## Begin Records to process
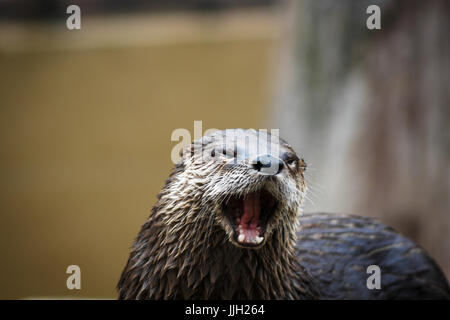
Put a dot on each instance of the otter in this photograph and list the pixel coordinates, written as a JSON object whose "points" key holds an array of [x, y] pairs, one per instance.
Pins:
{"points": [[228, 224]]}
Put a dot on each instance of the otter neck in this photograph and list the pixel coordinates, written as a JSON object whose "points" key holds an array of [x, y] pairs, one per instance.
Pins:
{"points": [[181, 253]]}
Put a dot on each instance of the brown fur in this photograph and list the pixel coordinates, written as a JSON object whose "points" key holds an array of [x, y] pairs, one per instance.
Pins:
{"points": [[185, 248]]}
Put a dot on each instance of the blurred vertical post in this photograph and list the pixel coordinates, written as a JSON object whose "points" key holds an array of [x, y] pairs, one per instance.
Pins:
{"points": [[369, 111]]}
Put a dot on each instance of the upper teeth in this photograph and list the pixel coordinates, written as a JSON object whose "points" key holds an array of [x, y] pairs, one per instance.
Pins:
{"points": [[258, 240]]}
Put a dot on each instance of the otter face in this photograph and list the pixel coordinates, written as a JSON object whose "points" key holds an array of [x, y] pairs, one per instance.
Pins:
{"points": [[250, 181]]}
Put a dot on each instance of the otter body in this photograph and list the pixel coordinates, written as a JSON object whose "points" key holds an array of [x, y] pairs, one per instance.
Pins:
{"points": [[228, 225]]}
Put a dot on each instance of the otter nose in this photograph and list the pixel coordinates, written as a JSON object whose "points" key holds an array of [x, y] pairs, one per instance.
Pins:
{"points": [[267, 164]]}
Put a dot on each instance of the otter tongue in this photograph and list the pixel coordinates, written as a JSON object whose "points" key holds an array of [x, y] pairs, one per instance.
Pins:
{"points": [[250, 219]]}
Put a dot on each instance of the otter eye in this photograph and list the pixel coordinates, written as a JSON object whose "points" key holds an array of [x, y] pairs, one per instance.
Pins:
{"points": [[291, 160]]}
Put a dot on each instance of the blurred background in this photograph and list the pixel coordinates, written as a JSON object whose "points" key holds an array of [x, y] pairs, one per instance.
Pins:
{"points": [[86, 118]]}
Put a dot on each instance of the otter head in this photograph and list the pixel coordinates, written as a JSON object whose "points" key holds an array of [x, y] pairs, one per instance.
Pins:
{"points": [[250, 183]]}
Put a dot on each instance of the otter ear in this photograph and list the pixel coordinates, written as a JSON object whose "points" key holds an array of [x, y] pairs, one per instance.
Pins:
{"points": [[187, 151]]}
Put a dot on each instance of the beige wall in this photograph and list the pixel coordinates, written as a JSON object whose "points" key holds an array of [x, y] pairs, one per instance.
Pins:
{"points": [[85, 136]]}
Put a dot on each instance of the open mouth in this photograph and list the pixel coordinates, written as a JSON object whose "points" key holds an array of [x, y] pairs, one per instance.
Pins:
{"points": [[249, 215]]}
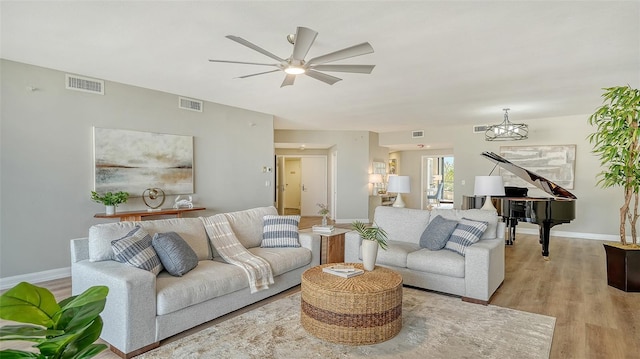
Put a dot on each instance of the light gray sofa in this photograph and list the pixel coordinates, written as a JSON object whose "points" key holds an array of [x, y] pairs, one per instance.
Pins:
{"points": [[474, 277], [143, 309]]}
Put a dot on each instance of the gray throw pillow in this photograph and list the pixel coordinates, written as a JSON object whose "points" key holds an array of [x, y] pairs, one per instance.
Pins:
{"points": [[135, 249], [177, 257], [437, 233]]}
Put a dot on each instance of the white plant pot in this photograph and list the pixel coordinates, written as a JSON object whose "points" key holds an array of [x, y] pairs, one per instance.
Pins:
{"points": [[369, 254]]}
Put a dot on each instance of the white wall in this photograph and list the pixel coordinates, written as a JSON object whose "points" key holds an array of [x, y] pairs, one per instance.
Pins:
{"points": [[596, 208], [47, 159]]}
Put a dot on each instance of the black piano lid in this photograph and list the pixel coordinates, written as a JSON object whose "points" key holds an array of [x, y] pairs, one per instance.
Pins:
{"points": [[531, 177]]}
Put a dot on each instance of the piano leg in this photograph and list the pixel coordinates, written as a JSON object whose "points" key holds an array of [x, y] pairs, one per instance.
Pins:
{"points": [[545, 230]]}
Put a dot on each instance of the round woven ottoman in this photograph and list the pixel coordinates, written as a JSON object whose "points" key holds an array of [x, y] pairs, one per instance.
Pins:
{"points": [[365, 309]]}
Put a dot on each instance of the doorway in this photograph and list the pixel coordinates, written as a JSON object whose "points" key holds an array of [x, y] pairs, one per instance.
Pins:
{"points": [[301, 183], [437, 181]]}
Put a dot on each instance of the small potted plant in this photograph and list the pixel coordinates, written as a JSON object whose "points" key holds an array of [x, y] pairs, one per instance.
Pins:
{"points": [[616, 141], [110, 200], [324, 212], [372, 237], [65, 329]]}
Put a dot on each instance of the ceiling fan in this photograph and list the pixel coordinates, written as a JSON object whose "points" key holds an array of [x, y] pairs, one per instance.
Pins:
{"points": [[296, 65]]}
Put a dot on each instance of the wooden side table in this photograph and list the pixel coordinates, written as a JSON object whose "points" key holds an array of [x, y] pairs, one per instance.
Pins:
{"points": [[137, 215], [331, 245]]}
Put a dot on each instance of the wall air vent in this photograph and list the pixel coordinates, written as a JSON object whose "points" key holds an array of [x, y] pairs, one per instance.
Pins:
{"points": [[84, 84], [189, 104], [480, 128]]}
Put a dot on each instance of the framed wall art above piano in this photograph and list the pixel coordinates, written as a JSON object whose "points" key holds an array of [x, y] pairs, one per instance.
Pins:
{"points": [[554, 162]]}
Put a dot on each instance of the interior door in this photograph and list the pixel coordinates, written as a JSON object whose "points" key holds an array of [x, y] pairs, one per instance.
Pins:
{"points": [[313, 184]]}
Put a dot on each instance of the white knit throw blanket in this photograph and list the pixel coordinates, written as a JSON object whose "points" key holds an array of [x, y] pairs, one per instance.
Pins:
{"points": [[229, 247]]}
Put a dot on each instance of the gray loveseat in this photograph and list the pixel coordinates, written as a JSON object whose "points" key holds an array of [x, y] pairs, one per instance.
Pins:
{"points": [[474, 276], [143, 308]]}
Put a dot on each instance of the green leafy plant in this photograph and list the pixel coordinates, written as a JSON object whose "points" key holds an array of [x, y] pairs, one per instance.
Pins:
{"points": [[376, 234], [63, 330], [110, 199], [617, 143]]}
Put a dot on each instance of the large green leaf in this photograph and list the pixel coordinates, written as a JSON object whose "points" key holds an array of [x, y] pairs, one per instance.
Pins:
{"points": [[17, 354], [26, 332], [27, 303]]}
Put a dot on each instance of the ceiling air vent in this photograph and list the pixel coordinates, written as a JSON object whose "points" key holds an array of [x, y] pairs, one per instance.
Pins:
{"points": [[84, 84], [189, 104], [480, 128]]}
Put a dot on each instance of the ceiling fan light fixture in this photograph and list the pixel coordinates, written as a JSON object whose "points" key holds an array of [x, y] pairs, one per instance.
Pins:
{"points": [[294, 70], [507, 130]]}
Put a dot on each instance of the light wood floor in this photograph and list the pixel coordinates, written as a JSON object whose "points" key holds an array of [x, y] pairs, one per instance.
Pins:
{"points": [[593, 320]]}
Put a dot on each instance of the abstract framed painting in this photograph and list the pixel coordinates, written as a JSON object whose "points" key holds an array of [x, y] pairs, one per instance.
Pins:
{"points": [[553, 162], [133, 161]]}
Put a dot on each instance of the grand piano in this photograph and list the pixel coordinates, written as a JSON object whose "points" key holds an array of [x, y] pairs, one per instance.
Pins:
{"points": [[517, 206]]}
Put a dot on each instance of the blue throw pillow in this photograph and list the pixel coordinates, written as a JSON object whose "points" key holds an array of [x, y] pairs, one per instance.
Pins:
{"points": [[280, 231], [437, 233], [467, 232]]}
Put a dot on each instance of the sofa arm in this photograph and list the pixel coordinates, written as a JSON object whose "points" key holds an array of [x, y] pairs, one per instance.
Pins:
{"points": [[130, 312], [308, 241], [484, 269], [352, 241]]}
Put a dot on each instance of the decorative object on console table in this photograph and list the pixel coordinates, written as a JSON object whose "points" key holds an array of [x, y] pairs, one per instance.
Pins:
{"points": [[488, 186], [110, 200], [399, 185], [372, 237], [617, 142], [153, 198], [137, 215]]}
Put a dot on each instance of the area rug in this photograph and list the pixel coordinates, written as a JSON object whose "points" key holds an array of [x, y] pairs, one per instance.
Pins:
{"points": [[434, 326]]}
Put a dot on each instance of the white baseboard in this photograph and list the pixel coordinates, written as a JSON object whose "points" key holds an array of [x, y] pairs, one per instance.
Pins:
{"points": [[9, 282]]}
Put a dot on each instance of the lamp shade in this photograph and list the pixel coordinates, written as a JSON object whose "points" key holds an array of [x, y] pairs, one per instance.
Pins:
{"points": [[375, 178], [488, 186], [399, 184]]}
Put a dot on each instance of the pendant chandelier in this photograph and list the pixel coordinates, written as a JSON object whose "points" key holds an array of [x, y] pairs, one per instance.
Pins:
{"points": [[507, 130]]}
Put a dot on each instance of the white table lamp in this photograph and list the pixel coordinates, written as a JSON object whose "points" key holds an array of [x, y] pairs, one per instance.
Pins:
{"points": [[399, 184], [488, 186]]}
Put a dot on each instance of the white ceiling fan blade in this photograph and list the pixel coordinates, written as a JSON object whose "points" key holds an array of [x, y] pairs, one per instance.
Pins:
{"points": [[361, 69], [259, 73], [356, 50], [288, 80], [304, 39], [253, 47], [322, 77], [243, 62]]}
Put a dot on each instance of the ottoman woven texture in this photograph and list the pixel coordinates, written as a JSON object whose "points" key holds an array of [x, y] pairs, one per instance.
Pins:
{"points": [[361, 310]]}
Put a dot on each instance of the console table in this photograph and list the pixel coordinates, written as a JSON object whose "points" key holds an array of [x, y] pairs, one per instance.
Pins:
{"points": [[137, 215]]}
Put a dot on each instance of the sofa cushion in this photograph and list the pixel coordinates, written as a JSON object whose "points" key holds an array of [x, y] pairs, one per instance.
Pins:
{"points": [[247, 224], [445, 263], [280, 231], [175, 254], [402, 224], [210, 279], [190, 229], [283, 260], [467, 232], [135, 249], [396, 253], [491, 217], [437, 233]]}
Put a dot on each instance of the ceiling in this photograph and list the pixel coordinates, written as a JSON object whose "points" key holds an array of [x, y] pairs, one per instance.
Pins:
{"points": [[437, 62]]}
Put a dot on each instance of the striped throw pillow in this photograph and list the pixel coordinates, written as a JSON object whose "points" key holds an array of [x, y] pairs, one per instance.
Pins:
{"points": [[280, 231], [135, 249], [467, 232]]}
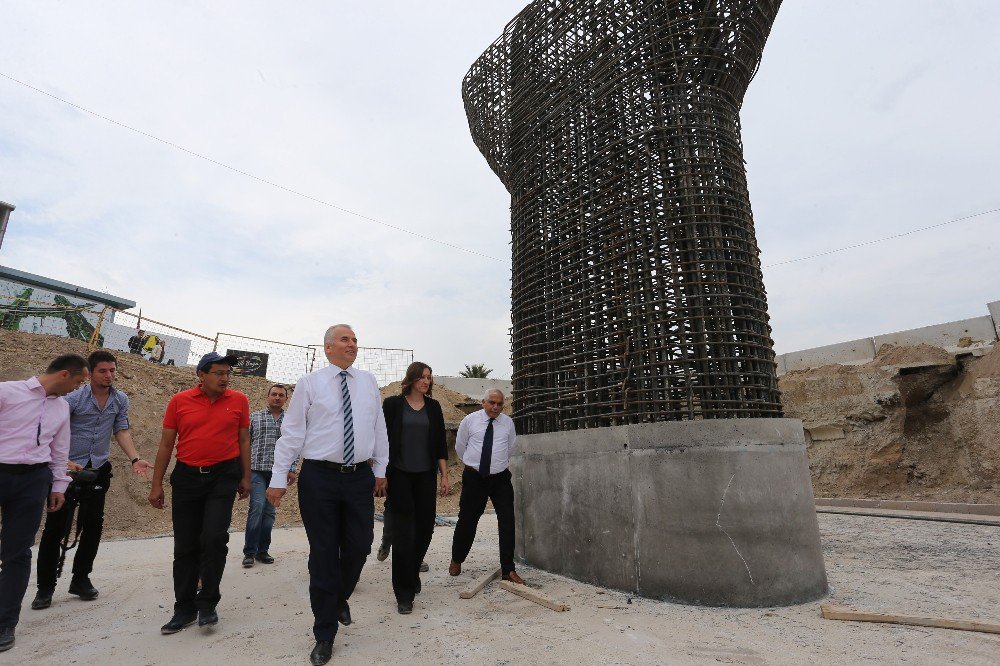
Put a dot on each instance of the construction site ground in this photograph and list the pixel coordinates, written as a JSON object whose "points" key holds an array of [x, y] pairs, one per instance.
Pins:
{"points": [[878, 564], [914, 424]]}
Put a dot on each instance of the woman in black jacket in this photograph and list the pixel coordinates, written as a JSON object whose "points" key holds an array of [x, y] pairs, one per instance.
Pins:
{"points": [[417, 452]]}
## End Records to process
The request:
Set down, word for word, every line from the line that holds "Put a dot on each instance of the construction" to the end of the entries above, including both ends.

Solved exercise:
Put a dot on each instance of the construction site ground in this photograph and list the pixel coordinates, written as a JSON object whose "points" key holds an array of [x, y] pairs, one per instance.
Pins:
{"points": [[878, 564], [914, 424]]}
Put a dot on each instance of the woman in black jacket in this photograph and list the pixel coordinates, written as a JSON object whose "points" key holds an array of [x, y] pairs, one per instance.
Pins:
{"points": [[417, 452]]}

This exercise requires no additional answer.